- Tasks and exercises:
1. Please copy the football finance article starting at "In a week that" and ending after "most of that.", swapping "surplus" for "profit".
2. Write the next part of the football finance article, picking up after its last sentence.

- Text segment:
___

Is Australian football financially well-placed to deal with the coronavirus crisis? Their reports may indicate cash flow for the game mightn't be quite as bad as feared. Meanwhile it's a code hopping partnership for the ages in The Mixer!
In a week that has seen the NRL request the federal government for $200million to fight the coronavirus crisis, football will continue behind closed doors.
But not a word has been heard from Football Federation Australia about parachute payments or federal funding, and new CEO James Johnson appeared calm when questioned about cash earlier in the week.
Can the FFA handle the financial hit from COVID-19? Their financial records show the coffers may be just a bit deeper than suspected to deal with the crisis.
Although the most recent annual report only showed a surplus of less than $500,000, the governing body could still have millions stashed away.
According to the FFA's 2019 Financial Report their cash in hand increased to $29 million from $6 million the year before, with the new licence fees from Western United and Macarthur FC likely contributing most of that.
In that time some of those funds may have been used elsewhere, but at least $17 million - filed under Licence Fees and "Non-current contract liabilities" - appears like it could still be available to the FFA. That accounts heading totalled $0 the year before.
It's suspected it was cash written off in advance to cover increased future costs for other operations in the game such as extra travel expenses or TV grant money distributions from the addition of the new clubs, or perhaps even as seed capital for the new breakaway league organisation.
The FFA were understandably too busy coping with the coronavirus crisis and rescheduling to answer questions on the subject this week.
The A-League season will continue in a fast-tracked fixture format which will see all teams rush to finish the season rapidly with all matches to be played on the east coast behind closed doors.
The league is reportedly under pressure from Fox Sports Australia to run its course - and if they don't, stakeholders fear Fox may use it as a reason to pull out of their current $60m a year TV deal before it expires in 2023.
In a situation that is changing by the hour, The Mixer understands the intense schedule could see ANZ, WIN and Campbelltown stadiums feature in the newly revised fixture list as well as Leichhardt Oval.
Despite NPL football in New South Wales being postponed, work continues behind the scenes for clubs vying for a spot in the National Second Division.
Sydney Olympic - the club that shaped the futures of Aussie stars like Brett Emerton, Jason Culina, Tim Cahill and Ned Zelic - have developed a partnership with NRL club Canterbury-Bankstown Bulldogs.
In a boost to their second division aspirations the former NSL club is in their first year of a formal partnership with the eight-time Australian Rugby Champions. The club plays its home matches in their heartland at Belmore Sports Ground.
"It's the first year of a formal partnership, our relationship has improved year on year and we get a lot of support," Olympic CEO John Boulous told The Mixer.
"This year Canterbury Leagues Club have come on as a major partner of the club with a view to supporting us in any opportunity we are able to provide into the next level of football.
"Our relationship with the Bulldogs at Belmore Sports Ground has never been better.

___

- Excerpted records:

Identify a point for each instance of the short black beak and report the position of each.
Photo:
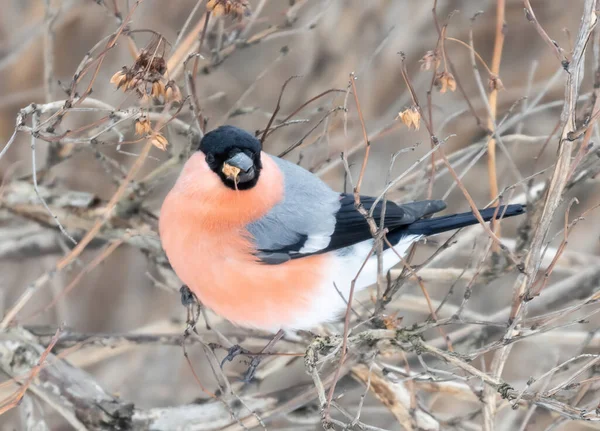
(241, 162)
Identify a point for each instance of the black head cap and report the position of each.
(234, 155)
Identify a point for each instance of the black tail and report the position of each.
(436, 225)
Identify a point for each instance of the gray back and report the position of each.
(304, 219)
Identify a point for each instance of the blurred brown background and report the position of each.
(327, 40)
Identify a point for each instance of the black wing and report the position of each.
(352, 228)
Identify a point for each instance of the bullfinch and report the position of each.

___

- Numbered responses:
1.
In a week that has seen the NRL request the federal government for $200million to fight the coronavirus crisis, football will continue behind closed doors.
But not a word has been heard from Football Federation Australia about parachute payments or federal funding, and new CEO James Johnson appeared calm when questioned about cash earlier in the week.
Can the FFA handle the financial hit from COVID-19? Their financial records show the coffers may be just a bit deeper than suspected to deal with the crisis.
Although the most recent annual report only showed a profit of less than $500,000, the governing body could still have millions stashed away.
According to the FFA's 2019 Financial Report their cash in hand increased to $29 million from $6 million the year before, with the new licence fees from Western United and Macarthur FC likely contributing most of that.

2.
"We are now getting increased opportunities to use their facilities which is excellent for our players. That's from training sessions on Belmore, it's use of their facilities, use of their video rooms and recovery facilities.
"It's providing an extra level for players. We understand our players are semi-professional, we know they work, if we can provide additional support it would make Sydney Olympic a club of choice."
A partnership with a club from a rival code is rare in football.
But Sydney FC this season embraced growing competition from the NBL by joining forces with local basketball juggernauts Sydney Kings and invited fans to enjoy both sports in a special promotion.
The NRL club's interest in the aspirations of Sydney Olympic as a second division team adds runs on the board for Olympic as a potential professional outfit.
"The catalyst for the partnership evolving more might be us moving into a second division, that's something our partners would be interested in," said Boulous.
"It opens up a lot of opportunities with the Bulldogs in terms of what support we are able to develop. The Bulldogs are in the game of having professional teams and players all year round."
The CEO says they are ready to submit an expression of interest to the FFA "...as soon as the opportunity becomes available" but considering the current climate the FFA and the sport finds itself in, the call for a second division may have to wait for some time.
TEN YEARS AS A TIGER
Very few players spend a decade at one club, but for Northern Tigers players Josie Wilson and Emma Watkins it's been ten years of the best in NPL NSW.
Both in their early 20s, Wilson and Watkins have been at the club since before they were teenagers.
Together they helped the Tigers reach the NSW NPLW Grand Final last season, unfortunately falling at the final hurdle against Sydney University.
They are prepared for their good form to continue this season when football resumes at this stage in mid-April.
The A-League isn't the only football league to be continuing under the circumstances of a global pandemic.
Aussies in Singapore, Zac Anderson, Andy Pengelly and Oliver Puflett are still in action.
Cases of the virus rose sharply overnight in Turkey as they announced their first fatality, but Aziz Behich's Basaksehir will continue to fight for the Super Lig title, currently level on points with Trabzonspor in first place.